● **課題の条件**
映画『おくりびと』について書かれた下の文章を、最後の文の後から書き継いでください。

● **文書の一節**

おくりびと

2008年公開当時は、父の死後時間が経過しておらずそんな映画を見る気持ちがなかった。映画の中で描かれている生と死よりも、こちらはもっとリアルな体験をしたので映画館に行こうとは思わない。それで時間が過ぎて、この間テレビで放送されたのを見た。日本アカデミー賞では13部門中10部門を獲得し、米アカデミー賞外国語映画賞を獲得した作品だ。もう、映画の出来としては申し分がない。あとは、それぞれの解釈で楽しむのがいいと思う。監督は、滝田洋二郎だ。

小林大悟(本木雅弘)は東京にあるオーケストラで、チェロの演奏者だ。1800万円の年代物のチェロを購入したばかりなのに、責任者から解散しますと言われてしまう。他のメンバーはもうそのことを知っていて、次の楽団が決まっている者が多かった。でも、大悟だけは全く知らないで、一人ポツンと残されてしまう。つまり彼は、チェロ奏者を続けることができないのだ。

画像位置ラベル付けの項目
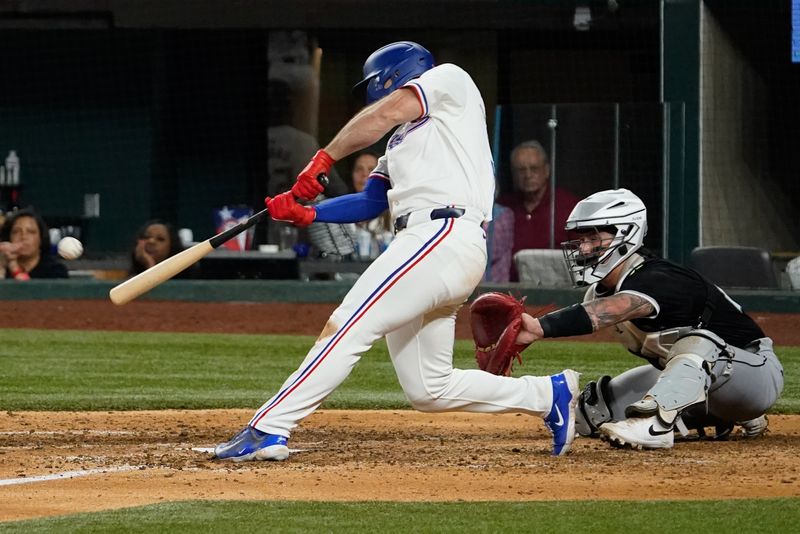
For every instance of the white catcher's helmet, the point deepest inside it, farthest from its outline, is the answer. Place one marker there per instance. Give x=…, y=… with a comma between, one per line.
x=617, y=211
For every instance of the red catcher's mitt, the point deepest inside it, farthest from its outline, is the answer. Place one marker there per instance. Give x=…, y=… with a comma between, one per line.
x=496, y=320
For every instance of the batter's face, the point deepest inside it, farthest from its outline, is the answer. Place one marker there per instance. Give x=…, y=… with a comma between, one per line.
x=530, y=170
x=364, y=165
x=25, y=234
x=156, y=242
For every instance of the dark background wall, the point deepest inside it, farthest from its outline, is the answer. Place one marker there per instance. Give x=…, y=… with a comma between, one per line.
x=160, y=106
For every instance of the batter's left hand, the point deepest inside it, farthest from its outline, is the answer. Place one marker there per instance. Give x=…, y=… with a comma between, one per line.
x=308, y=185
x=285, y=208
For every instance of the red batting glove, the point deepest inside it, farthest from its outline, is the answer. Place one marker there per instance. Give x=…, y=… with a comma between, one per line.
x=285, y=208
x=307, y=185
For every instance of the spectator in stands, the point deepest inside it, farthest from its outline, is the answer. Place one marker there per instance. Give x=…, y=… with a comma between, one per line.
x=25, y=248
x=156, y=241
x=530, y=201
x=499, y=243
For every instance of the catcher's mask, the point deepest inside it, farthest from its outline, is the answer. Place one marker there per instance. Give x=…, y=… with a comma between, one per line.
x=391, y=66
x=604, y=229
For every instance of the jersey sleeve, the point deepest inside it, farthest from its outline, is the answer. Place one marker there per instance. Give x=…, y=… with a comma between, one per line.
x=442, y=88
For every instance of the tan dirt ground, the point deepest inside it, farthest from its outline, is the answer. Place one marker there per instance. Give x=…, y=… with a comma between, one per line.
x=148, y=457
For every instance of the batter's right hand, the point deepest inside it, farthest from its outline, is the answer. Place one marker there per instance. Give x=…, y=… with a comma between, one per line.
x=307, y=185
x=285, y=208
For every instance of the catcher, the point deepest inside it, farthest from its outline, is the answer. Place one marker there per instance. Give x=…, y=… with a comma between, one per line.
x=710, y=364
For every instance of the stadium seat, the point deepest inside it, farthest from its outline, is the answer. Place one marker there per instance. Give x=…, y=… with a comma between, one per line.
x=793, y=270
x=735, y=266
x=542, y=267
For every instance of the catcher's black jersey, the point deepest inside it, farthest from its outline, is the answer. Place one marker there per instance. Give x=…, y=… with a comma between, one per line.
x=682, y=296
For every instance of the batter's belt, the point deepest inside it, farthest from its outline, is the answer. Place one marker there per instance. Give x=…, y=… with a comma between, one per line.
x=417, y=217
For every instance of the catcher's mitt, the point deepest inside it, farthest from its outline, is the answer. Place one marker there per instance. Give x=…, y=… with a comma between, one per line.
x=496, y=320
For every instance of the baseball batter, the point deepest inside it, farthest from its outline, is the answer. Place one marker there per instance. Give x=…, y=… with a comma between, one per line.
x=710, y=363
x=436, y=178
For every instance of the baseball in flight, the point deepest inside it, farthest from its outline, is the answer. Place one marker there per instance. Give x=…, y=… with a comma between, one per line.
x=70, y=248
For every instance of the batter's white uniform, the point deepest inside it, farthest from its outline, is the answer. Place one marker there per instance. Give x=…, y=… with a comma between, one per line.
x=410, y=294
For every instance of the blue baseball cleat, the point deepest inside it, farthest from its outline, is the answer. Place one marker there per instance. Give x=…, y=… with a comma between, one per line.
x=561, y=419
x=252, y=444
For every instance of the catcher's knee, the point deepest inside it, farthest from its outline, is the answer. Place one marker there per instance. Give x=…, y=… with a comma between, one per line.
x=687, y=375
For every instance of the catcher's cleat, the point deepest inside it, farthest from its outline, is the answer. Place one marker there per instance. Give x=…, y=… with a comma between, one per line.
x=253, y=444
x=638, y=433
x=561, y=419
x=754, y=427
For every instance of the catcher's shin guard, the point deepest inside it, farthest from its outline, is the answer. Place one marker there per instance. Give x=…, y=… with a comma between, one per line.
x=594, y=407
x=686, y=378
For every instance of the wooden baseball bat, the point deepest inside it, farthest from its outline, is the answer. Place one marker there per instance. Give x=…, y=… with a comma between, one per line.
x=161, y=272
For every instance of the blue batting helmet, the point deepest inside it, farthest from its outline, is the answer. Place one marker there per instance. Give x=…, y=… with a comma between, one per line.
x=391, y=66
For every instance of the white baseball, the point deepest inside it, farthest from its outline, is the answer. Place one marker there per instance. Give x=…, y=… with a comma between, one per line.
x=70, y=248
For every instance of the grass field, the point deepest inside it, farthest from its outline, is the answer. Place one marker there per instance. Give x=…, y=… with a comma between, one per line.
x=70, y=370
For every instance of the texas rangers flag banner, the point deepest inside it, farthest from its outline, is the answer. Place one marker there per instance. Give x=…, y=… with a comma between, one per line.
x=228, y=217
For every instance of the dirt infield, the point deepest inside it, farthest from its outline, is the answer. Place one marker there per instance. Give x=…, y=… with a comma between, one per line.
x=54, y=463
x=247, y=318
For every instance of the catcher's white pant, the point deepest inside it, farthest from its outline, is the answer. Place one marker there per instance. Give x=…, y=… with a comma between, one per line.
x=410, y=294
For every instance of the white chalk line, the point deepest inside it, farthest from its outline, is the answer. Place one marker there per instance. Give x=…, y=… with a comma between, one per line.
x=67, y=474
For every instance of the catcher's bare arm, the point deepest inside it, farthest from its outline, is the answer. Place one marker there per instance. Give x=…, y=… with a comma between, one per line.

● **結果**
おそらく子供の頃からチェロの練習をして音楽大学に進学して、苦労してプロのオーケストラの一員になったのだ。でも、彼はその道を続けることができない。もうチェロ奏者で職探しをしても無駄なので、楽器店で1800万円のチェロを引き取ってもらい妻の美香(広末涼子)を連れて故郷に帰る。父も母もいない元喫茶店の実家に戻った夫婦は、山形で職探しを始める。母は2年前に亡くなっていて、父は子供の頃家を出て行方がわからなくなっていた。コンピューターのプログラマーだった美香は、山形では仕事が見つからない。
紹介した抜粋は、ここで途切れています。